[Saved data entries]
━━━━━━━━

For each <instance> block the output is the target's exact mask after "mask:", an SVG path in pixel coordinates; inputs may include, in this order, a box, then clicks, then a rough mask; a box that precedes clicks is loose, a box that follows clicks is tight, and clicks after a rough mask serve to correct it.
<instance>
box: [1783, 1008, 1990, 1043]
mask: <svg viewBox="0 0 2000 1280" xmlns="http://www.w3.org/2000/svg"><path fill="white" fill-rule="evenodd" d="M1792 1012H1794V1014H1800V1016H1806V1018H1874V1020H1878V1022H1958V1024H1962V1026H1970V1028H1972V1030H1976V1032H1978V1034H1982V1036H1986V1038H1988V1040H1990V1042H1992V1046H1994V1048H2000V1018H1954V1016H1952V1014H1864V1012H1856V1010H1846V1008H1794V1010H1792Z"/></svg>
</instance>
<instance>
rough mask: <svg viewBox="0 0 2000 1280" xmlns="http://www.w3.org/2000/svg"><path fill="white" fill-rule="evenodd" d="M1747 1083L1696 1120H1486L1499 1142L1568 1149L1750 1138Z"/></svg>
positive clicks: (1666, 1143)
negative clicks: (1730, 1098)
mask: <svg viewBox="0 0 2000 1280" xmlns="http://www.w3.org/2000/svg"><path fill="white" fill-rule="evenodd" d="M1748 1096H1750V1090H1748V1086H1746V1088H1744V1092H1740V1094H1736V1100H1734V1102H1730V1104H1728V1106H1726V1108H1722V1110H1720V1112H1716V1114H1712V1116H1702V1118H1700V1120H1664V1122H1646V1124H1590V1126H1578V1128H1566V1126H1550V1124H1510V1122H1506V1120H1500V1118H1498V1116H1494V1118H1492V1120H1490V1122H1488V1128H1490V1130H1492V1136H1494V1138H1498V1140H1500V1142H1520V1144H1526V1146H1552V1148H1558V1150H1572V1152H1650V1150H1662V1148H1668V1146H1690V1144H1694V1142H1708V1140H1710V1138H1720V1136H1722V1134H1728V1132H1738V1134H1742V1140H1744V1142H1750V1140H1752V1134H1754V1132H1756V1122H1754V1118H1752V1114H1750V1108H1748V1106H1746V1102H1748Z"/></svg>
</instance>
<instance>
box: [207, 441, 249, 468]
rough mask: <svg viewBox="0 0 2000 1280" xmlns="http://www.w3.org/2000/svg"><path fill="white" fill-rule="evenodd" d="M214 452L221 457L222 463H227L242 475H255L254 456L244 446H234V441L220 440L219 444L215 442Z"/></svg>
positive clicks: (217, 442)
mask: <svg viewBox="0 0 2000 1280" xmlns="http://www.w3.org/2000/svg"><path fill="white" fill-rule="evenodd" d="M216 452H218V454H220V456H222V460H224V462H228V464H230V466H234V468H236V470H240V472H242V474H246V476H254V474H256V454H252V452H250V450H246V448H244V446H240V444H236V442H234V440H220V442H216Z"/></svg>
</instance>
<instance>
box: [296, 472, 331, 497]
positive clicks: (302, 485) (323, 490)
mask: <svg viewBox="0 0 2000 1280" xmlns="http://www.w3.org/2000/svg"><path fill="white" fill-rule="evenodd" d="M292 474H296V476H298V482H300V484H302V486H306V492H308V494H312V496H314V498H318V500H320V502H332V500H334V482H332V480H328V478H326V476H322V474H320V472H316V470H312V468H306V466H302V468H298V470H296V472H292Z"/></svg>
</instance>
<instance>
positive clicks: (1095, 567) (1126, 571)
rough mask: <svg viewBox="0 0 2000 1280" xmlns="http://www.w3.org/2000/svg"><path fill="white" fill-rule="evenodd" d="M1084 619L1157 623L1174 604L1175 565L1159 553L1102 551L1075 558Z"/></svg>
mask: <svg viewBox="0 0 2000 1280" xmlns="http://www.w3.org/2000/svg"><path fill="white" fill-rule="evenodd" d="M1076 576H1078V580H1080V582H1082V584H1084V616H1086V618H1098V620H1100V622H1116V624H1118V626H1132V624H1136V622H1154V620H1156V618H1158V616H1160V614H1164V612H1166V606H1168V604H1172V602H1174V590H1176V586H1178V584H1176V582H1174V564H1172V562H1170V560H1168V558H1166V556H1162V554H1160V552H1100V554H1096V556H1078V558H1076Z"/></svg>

━━━━━━━━

> Brief
Copy every line of the material above, with no changes at all.

> Your solution
For each <instance> block the output is the target's exact mask after "mask:", an SVG path in pixel coordinates; inputs may include, in this order, a box, then clicks, then a rough mask; a box that precedes clicks is loose, a box that follows clicks is tight, and clicks after a rough mask serve to correct it.
<instance>
box: [1783, 1008, 1990, 1043]
mask: <svg viewBox="0 0 2000 1280" xmlns="http://www.w3.org/2000/svg"><path fill="white" fill-rule="evenodd" d="M1792 1012H1794V1014H1800V1016H1806V1018H1874V1020H1878V1022H1958V1024H1962V1026H1970V1028H1972V1030H1976V1032H1978V1034H1982V1036H1986V1038H1988V1040H1990V1042H1992V1046H1994V1048H2000V1018H1954V1016H1952V1014H1864V1012H1856V1010H1846V1008H1794V1010H1792Z"/></svg>
</instance>
<instance>
rough mask: <svg viewBox="0 0 2000 1280" xmlns="http://www.w3.org/2000/svg"><path fill="white" fill-rule="evenodd" d="M1747 1083L1696 1120H1486L1499 1142L1568 1149L1750 1138Z"/></svg>
positive clicks: (1666, 1143)
negative clicks: (1730, 1098)
mask: <svg viewBox="0 0 2000 1280" xmlns="http://www.w3.org/2000/svg"><path fill="white" fill-rule="evenodd" d="M1748 1096H1750V1090H1748V1086H1746V1088H1744V1092H1740V1094H1736V1100H1734V1102H1730V1104H1728V1106H1726V1108H1722V1110H1720V1112H1716V1114H1712V1116H1702V1118H1700V1120H1664V1122H1646V1124H1590V1126H1578V1128H1566V1126H1550V1124H1510V1122H1506V1120H1500V1118H1498V1116H1494V1118H1492V1120H1490V1122H1488V1128H1490V1130H1492V1136H1494V1138H1498V1140H1500V1142H1520V1144H1526V1146H1552V1148H1558V1150H1572V1152H1650V1150H1662V1148H1668V1146H1690V1144H1694V1142H1708V1140H1710V1138H1720V1136H1722V1134H1728V1132H1738V1134H1742V1140H1744V1142H1750V1140H1752V1134H1754V1132H1756V1122H1754V1118H1752V1114H1750V1108H1748V1106H1746V1102H1748Z"/></svg>
</instance>
<instance>
box: [207, 441, 249, 468]
rough mask: <svg viewBox="0 0 2000 1280" xmlns="http://www.w3.org/2000/svg"><path fill="white" fill-rule="evenodd" d="M214 452L221 457L222 463H227L242 475H255L254 456L244 446H234V441L220 440L219 444L215 442Z"/></svg>
positive clicks: (217, 442)
mask: <svg viewBox="0 0 2000 1280" xmlns="http://www.w3.org/2000/svg"><path fill="white" fill-rule="evenodd" d="M216 452H218V454H220V456H222V460H224V462H228V464H230V466H234V468H236V470H240V472H242V474H246V476H254V474H256V454H252V452H250V450H246V448H244V446H240V444H236V442H234V440H220V442H216Z"/></svg>
</instance>
<instance>
box: [296, 472, 331, 497]
positive clicks: (302, 485) (323, 490)
mask: <svg viewBox="0 0 2000 1280" xmlns="http://www.w3.org/2000/svg"><path fill="white" fill-rule="evenodd" d="M292 474H296V476H298V482H300V484H302V486H306V492H308V494H312V496H314V498H318V500H320V502H332V500H334V482H332V480H328V478H326V476H322V474H320V472H316V470H312V468H306V466H302V468H298V470H296V472H292Z"/></svg>
</instance>
<instance>
positive clicks: (1095, 567) (1126, 571)
rough mask: <svg viewBox="0 0 2000 1280" xmlns="http://www.w3.org/2000/svg"><path fill="white" fill-rule="evenodd" d="M1084 619L1157 623L1174 604L1175 565L1159 553L1102 551L1075 558Z"/></svg>
mask: <svg viewBox="0 0 2000 1280" xmlns="http://www.w3.org/2000/svg"><path fill="white" fill-rule="evenodd" d="M1076 576H1078V580H1080V582H1082V584H1084V616H1086V618H1098V620H1100V622H1116V624H1118V626H1132V624H1136V622H1154V620H1156V618H1158V616H1160V614H1164V612H1166V606H1168V604H1172V602H1174V590H1176V586H1178V584H1176V582H1174V564H1172V562H1170V560H1168V558H1166V556H1162V554H1160V552H1100V554H1096V556H1078V558H1076Z"/></svg>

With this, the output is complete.